- What needs to be done:
Go line by line through the listing below and copy those that hold "hilltop".

- Supplied records:
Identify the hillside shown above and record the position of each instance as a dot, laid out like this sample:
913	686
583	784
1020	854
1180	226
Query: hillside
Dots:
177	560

--

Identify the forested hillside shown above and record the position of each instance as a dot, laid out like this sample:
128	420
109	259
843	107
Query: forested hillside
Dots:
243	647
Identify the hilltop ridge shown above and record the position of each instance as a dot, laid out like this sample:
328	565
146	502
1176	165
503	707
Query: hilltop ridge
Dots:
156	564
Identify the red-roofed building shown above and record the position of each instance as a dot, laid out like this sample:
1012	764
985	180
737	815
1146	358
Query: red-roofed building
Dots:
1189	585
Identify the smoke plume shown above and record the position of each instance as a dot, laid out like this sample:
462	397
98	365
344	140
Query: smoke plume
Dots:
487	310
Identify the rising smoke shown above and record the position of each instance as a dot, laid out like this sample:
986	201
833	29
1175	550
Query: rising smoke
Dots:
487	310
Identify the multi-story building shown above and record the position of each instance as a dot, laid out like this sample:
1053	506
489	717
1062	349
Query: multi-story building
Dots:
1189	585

- Written solution:
Identify the hilltop ridge shown above and record the position of each instance as a dot, laid out like this sample:
Query: hilltop ridge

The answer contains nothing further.